WHAT TO PRODUCE:
Your output should be the lines from the one with "hey could you box the light" through the last line of the records below, exactly as written, minus the pictures.

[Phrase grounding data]
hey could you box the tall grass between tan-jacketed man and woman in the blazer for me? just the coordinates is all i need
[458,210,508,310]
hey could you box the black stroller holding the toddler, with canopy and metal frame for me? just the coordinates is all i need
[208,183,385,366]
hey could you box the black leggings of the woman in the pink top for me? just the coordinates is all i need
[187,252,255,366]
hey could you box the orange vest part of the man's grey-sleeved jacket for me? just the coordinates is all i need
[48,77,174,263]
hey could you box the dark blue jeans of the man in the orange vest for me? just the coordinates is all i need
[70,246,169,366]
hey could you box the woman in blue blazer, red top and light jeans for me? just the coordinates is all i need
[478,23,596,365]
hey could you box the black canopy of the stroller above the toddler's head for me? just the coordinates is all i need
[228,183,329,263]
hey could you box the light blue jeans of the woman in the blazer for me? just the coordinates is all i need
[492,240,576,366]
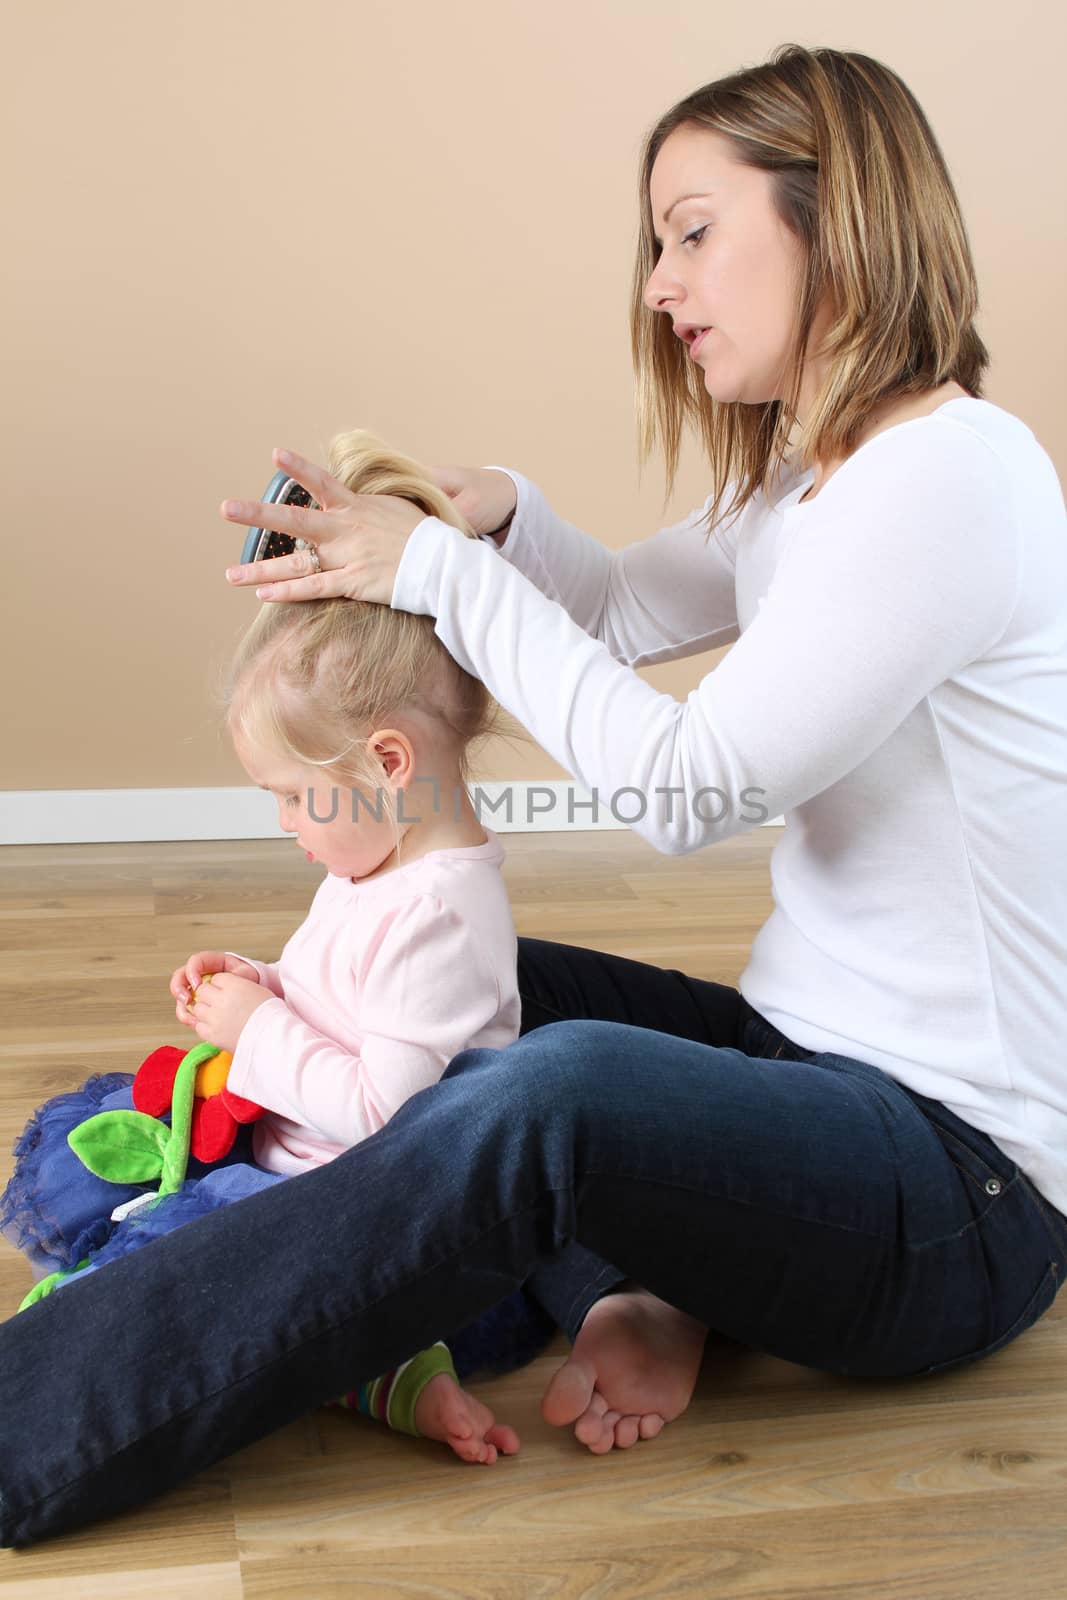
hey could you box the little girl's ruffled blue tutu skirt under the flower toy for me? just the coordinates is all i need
[0,1072,555,1378]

TASK RESPONSE:
hey could you box the light blue jeans of the woman in the blazer for me? just the coordinates is all i need
[492,240,576,366]
hey could you box the little girl's ruffled blue tutu skirt under the flower toy for me? just the coordinates is all i need
[0,1072,555,1378]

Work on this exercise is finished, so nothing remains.